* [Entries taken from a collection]
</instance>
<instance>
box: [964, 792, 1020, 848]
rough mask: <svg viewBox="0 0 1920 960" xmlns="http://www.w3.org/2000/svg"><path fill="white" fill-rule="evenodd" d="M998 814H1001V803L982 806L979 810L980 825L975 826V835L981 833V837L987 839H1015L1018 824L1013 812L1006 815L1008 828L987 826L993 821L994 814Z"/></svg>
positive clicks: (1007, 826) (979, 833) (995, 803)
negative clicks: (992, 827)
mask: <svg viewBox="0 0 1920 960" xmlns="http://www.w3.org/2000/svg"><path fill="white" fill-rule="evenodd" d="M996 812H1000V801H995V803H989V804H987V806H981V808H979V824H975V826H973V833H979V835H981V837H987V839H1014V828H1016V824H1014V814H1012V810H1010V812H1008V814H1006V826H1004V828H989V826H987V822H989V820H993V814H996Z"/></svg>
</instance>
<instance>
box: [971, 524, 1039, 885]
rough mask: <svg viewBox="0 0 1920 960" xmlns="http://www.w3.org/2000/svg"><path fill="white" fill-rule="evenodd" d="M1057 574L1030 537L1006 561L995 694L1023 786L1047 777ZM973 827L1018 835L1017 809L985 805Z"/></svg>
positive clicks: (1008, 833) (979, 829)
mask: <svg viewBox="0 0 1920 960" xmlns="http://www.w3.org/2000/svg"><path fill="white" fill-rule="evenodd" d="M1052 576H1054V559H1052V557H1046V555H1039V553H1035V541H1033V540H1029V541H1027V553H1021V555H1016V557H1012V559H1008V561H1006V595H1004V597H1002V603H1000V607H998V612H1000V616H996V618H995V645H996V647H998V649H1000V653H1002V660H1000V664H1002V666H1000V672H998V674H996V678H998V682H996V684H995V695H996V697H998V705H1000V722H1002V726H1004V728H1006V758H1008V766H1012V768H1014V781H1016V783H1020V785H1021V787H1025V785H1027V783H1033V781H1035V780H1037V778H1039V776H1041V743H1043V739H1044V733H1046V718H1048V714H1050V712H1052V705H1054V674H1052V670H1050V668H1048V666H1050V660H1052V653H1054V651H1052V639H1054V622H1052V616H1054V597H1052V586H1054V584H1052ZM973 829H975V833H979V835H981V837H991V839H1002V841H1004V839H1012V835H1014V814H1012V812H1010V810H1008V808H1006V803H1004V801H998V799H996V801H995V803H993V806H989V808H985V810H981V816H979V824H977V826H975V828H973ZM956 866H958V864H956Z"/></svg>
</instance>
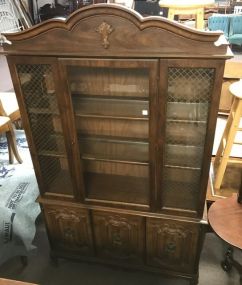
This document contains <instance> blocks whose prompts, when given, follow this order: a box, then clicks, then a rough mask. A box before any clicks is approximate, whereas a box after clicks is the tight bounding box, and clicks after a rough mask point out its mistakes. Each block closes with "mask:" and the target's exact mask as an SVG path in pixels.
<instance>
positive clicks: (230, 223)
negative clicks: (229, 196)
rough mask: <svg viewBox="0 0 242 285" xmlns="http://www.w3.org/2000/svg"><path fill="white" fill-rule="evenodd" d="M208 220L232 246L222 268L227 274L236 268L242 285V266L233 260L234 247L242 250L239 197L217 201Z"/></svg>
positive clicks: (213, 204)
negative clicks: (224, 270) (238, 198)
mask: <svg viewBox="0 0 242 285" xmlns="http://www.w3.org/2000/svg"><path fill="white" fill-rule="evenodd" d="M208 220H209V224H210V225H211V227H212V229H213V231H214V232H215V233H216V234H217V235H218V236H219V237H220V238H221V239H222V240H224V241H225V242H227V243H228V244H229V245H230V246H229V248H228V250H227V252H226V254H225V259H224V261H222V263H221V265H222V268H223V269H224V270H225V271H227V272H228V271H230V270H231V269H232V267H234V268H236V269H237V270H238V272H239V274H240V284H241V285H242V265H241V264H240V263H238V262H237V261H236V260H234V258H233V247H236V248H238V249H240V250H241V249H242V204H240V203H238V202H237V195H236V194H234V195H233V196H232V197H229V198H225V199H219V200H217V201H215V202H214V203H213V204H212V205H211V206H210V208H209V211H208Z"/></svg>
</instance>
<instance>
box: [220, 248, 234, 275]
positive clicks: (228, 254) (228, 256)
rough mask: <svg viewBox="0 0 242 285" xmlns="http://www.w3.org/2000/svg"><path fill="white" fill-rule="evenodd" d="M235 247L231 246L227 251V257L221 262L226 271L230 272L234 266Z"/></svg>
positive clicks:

* [Your objective] Return exactly the lines above from the line that has "negative clicks: (229, 196)" through the line that has "positive clicks: (213, 204)", inclusive, and nothing else.

* [Problem solution]
negative clicks: (229, 196)
rough mask: <svg viewBox="0 0 242 285" xmlns="http://www.w3.org/2000/svg"><path fill="white" fill-rule="evenodd" d="M208 220L232 246L222 268L227 274L236 268L242 285V266L233 260L234 247L242 250L239 197L217 201Z"/></svg>
positive clicks: (213, 204)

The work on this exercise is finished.